##### TEXT BLOCK

JOHANNESBURG: Doctors treating Nelson Mandela said he was in a “permanent vegetative state” and advised his family to turn off his life support machine, according to court documents dated June 26, obtained by AFP Thursday.

“He is in a permanent vegetative state and is assisted in breathing by a life support machine,” said a legal filing related to a family dispute over reburying the remains of three of Mandela’s children.

“The Mandela family have been advised by the medical practitioners that his life support machine should be switched off.

“Rather than prolonging his suffering, the Mandela family is exploring this option as a very real probability.”

The “Certificate of Urgency” document was obtained from a lawyer representing Mandela family members who had successfully sought a court order to return the disputed children’s remains to the revered South African leader’s childhood home, after a grandson had them moved to his own village.

The document was presented to South Africa’s Eastern Cape High Court as President Jacob Zuma reported that Mandela’s health had faltered and cancelled a trip to Mozambique.

The next day Zuma reported that Mandela’s condition had “improved during the course of the night”.

“He is much better today than he was when I saw him last night. The medical team continues to do a sterling job,” Zuma said in a statement dated June 27.

##########
##### SOURCE INFORMATION

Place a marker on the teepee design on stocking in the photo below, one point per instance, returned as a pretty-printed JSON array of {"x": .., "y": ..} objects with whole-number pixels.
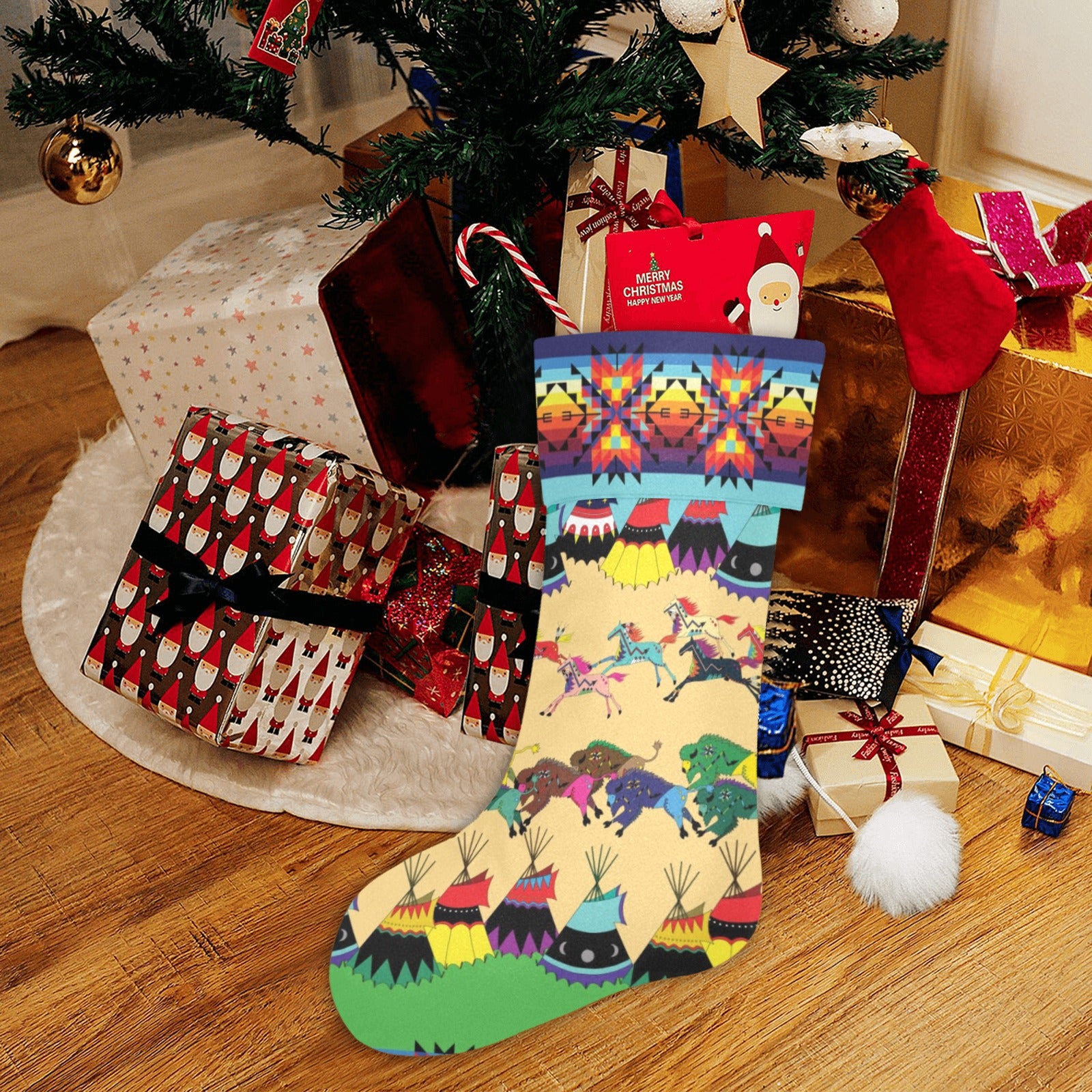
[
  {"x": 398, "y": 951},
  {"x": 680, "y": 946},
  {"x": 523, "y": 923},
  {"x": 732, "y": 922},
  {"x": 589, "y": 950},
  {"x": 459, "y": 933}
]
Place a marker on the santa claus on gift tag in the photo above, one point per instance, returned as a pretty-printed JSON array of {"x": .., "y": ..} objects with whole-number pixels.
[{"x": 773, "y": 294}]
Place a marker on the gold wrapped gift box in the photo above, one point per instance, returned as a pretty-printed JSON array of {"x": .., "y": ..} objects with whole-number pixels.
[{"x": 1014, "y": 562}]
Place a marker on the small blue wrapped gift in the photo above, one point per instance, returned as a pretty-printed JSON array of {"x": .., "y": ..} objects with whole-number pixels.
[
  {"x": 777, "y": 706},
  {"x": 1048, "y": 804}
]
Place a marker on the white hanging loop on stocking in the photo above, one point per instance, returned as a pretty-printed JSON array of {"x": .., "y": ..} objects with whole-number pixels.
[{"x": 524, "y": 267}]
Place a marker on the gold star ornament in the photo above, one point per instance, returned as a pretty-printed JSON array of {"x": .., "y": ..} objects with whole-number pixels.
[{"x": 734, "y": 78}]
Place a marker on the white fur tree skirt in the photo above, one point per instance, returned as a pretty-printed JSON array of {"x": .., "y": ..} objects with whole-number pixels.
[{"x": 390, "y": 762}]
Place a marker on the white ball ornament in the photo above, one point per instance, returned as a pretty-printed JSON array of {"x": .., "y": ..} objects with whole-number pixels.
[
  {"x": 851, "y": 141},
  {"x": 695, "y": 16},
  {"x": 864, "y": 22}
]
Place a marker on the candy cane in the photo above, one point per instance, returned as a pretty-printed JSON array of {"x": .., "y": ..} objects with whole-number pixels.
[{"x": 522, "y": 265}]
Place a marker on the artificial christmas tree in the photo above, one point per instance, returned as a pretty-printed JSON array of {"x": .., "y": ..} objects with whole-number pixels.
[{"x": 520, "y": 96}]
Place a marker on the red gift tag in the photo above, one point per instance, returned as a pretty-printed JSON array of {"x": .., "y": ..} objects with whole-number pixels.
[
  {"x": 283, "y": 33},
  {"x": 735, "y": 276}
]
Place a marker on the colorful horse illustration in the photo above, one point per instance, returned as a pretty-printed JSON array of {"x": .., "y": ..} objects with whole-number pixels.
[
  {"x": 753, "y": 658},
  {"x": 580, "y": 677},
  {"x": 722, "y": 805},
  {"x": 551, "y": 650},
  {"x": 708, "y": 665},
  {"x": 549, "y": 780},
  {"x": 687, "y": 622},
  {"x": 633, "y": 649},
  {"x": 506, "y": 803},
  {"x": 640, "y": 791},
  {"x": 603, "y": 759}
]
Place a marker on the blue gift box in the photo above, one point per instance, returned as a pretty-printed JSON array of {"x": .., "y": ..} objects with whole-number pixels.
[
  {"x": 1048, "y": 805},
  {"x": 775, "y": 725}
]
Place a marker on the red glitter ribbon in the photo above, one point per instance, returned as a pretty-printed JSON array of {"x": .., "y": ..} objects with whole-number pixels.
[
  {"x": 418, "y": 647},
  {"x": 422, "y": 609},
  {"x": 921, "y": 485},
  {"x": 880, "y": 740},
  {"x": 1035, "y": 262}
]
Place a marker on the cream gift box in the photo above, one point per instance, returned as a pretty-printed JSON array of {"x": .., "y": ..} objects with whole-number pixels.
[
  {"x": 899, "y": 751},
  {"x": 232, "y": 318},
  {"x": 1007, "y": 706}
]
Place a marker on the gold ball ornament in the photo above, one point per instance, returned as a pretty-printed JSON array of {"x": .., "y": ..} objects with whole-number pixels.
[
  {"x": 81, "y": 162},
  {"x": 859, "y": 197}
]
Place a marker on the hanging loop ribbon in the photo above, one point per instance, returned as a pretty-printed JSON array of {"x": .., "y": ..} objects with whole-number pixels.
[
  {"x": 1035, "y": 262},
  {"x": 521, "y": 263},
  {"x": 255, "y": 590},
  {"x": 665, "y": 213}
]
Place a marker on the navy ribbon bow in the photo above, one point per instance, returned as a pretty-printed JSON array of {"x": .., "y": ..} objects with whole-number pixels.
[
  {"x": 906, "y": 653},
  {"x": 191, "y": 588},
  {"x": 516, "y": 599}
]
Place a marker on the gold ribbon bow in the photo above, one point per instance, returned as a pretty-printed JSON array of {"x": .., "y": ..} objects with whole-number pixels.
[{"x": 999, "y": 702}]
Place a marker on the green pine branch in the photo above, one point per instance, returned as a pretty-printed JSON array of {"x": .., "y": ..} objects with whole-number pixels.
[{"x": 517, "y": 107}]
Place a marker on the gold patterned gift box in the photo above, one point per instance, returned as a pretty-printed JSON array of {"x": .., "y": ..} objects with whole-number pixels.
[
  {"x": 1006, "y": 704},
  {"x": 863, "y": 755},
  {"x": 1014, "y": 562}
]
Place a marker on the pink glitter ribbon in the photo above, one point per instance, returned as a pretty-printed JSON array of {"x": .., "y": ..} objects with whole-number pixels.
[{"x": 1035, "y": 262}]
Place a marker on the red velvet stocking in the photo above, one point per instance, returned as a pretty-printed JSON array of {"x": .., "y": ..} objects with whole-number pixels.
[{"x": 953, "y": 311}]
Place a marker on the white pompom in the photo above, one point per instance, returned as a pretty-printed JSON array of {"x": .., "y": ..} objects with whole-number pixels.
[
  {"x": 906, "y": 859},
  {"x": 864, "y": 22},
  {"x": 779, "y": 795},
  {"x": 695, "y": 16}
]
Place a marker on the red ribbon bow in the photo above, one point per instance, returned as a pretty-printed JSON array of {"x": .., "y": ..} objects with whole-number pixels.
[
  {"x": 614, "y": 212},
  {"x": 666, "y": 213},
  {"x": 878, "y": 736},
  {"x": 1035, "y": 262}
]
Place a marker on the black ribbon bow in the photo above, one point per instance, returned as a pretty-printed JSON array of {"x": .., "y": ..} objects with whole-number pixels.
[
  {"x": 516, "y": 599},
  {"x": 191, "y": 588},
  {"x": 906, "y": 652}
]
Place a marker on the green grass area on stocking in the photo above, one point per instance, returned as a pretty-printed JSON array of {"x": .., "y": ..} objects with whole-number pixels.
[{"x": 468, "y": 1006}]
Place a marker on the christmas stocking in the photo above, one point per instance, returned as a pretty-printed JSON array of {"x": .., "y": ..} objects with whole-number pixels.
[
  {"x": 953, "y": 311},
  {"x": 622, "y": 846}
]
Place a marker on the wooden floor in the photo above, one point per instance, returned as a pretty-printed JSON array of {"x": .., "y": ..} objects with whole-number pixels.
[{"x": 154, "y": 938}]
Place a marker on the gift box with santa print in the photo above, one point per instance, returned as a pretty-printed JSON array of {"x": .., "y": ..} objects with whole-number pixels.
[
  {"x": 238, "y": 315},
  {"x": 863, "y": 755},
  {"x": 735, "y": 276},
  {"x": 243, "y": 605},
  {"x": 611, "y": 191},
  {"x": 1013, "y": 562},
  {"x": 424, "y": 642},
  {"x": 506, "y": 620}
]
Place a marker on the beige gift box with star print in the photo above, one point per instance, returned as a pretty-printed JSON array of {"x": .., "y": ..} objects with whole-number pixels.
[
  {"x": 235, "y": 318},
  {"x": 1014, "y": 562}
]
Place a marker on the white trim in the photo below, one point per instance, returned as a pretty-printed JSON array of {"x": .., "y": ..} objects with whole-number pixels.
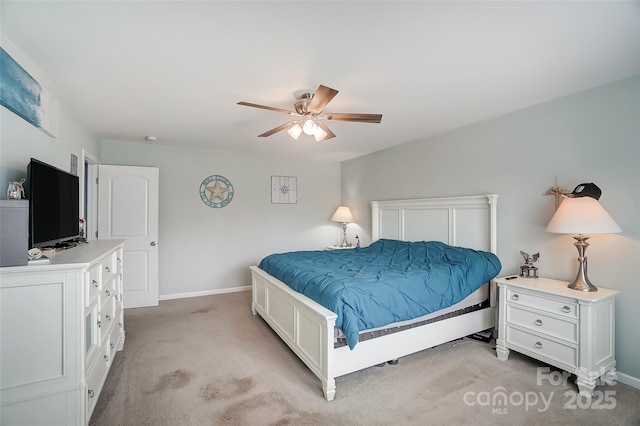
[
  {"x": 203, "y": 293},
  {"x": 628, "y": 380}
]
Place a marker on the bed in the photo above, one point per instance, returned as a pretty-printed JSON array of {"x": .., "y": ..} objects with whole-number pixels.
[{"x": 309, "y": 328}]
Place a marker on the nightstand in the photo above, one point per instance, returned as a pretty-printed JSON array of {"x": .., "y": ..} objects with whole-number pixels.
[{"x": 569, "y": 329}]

##########
##### SOURCE INFORMATION

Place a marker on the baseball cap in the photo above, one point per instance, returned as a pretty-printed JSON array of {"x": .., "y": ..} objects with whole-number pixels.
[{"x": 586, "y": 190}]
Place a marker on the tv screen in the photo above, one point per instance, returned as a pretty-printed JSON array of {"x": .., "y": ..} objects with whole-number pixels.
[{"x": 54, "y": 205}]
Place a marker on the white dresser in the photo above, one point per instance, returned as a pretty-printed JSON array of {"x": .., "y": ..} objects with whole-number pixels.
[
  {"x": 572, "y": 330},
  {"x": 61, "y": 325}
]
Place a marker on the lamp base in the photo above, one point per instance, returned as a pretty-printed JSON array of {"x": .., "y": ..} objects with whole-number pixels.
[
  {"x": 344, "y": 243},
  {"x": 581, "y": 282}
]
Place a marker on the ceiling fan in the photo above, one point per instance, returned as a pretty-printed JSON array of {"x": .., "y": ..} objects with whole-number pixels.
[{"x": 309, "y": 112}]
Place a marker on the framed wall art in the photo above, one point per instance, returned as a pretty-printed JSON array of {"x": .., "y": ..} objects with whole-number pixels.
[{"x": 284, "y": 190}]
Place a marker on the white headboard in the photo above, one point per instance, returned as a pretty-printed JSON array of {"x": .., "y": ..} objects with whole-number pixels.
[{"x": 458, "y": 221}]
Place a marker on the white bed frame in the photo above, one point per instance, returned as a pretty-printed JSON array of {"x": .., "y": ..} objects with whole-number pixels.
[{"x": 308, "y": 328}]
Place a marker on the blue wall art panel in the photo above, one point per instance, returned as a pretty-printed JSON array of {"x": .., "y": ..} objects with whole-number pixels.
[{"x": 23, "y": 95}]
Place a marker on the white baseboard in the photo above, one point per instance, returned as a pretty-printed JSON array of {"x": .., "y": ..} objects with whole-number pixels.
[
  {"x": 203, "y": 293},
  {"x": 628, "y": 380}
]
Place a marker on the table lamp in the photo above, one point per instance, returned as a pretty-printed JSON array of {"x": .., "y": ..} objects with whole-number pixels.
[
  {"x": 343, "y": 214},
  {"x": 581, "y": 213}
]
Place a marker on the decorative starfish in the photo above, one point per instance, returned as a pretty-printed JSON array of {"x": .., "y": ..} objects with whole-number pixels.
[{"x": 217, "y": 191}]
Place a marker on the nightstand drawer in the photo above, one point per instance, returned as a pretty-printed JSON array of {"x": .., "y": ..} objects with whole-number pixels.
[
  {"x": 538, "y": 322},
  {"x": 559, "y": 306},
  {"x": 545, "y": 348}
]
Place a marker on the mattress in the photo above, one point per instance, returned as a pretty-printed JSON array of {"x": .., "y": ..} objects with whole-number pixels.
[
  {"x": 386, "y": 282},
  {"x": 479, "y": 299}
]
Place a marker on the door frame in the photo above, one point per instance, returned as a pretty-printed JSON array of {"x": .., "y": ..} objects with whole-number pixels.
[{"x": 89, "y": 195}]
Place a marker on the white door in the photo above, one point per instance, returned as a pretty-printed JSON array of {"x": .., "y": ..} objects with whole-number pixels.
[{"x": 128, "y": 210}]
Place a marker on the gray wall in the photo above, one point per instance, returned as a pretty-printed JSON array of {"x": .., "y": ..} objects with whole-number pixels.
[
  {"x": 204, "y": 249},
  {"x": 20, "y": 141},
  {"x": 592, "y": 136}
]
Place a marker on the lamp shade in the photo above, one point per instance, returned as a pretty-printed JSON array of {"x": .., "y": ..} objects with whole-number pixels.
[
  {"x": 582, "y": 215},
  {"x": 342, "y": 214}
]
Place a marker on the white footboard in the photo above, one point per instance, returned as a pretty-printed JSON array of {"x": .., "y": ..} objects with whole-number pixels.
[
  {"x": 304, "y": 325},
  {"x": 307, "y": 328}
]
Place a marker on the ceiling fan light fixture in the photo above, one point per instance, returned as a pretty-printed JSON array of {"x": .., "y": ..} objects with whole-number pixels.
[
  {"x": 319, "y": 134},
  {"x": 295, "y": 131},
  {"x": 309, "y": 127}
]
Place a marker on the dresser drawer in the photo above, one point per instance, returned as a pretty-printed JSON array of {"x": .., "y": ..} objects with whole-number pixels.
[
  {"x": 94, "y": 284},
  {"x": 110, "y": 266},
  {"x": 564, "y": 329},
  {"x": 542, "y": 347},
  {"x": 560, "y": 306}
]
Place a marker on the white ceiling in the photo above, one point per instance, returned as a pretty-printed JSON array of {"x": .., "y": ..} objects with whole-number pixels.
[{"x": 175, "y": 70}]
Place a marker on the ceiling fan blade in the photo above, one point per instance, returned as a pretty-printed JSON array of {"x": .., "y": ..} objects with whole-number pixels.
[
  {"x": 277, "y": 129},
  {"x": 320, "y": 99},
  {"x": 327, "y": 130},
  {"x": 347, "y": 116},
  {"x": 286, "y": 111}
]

##########
##### SOURCE INFORMATION

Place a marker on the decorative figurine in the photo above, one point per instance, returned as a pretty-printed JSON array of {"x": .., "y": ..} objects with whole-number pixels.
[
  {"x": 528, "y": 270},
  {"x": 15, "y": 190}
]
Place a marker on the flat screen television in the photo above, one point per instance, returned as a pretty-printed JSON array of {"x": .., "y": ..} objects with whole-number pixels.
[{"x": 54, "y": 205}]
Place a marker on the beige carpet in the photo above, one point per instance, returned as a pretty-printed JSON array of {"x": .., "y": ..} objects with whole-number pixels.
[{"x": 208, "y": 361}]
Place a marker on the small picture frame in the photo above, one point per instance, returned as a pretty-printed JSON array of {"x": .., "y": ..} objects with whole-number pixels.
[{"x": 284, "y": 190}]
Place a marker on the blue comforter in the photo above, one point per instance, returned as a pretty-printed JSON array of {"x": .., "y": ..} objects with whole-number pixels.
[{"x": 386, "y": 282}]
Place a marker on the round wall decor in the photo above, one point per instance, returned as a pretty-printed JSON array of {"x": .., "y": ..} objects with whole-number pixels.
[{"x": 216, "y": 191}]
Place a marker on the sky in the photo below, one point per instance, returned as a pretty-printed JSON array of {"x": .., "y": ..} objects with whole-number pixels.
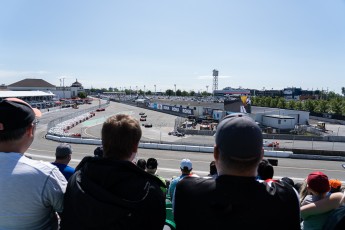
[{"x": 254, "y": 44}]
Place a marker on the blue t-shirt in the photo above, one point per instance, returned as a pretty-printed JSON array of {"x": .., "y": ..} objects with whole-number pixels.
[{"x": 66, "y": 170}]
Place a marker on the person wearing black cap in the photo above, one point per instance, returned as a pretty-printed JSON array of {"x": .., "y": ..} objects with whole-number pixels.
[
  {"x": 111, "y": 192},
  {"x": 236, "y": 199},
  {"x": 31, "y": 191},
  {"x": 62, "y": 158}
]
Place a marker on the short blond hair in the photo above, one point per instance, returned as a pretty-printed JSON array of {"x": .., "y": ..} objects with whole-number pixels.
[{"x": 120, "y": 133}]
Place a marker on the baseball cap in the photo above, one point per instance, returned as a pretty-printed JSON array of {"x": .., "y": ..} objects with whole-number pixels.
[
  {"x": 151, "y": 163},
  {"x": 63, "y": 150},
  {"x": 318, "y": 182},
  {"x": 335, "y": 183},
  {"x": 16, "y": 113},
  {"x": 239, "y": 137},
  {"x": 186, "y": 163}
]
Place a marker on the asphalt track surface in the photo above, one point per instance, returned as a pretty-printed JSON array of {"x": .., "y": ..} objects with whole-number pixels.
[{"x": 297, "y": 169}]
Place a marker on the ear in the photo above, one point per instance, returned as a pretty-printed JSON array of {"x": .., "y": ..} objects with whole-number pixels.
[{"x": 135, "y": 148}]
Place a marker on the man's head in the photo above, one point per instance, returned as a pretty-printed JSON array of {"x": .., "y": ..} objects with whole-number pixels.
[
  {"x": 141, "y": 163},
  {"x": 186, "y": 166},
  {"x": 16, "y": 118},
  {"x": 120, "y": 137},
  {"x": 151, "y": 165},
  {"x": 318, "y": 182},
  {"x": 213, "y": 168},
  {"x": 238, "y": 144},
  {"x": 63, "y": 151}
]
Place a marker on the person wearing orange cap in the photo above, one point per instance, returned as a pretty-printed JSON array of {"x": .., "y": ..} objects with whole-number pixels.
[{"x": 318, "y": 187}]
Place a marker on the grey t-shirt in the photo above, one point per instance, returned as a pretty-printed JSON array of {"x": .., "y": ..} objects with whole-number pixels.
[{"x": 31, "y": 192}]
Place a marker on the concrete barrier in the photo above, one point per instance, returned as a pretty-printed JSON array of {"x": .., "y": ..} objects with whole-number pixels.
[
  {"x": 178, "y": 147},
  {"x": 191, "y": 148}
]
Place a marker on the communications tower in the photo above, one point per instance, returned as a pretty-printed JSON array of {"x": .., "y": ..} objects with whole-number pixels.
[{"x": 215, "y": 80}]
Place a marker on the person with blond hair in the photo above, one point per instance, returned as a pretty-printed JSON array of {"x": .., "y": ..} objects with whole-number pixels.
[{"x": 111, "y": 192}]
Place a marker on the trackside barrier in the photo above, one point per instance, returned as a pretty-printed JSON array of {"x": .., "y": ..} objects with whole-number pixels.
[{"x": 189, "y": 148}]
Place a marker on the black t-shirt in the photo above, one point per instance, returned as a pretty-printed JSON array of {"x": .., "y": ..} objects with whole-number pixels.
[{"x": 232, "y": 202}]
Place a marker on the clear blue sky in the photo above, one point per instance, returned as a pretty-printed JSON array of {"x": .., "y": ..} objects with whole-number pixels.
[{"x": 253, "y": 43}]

##########

- WORK REQUEST A -
Write out the part of the Mandela news report between "JOHANNESBURG: Doctors treating" and "by AFP Thursday.", inclusive.
- WORK REQUEST B -
In the Mandela news report, condense the paragraph beginning "The “Certificate of Urgency” document was obtained" into a shorter version that keeps its main facts.
- WORK REQUEST C -
According to the Mandela news report, what did President Jacob Zuma cancel when he reported that Mandela’s health had faltered?
These records were taken from a separate source.

- ANSWER A -
JOHANNESBURG: Doctors treating Nelson Mandela said he was in a “permanent vegetative state” and advised his family to turn off his life support machine, according to court documents dated June 26, obtained by AFP Thursday.

- ANSWER B -
The “Certificate of Urgency” came from a lawyer for Mandela family members. They had won a court order returning the disputed children’s remains to Mandela’s childhood home after a grandson moved them to his own village.

- ANSWER C -
He cancelled a trip to Mozambique.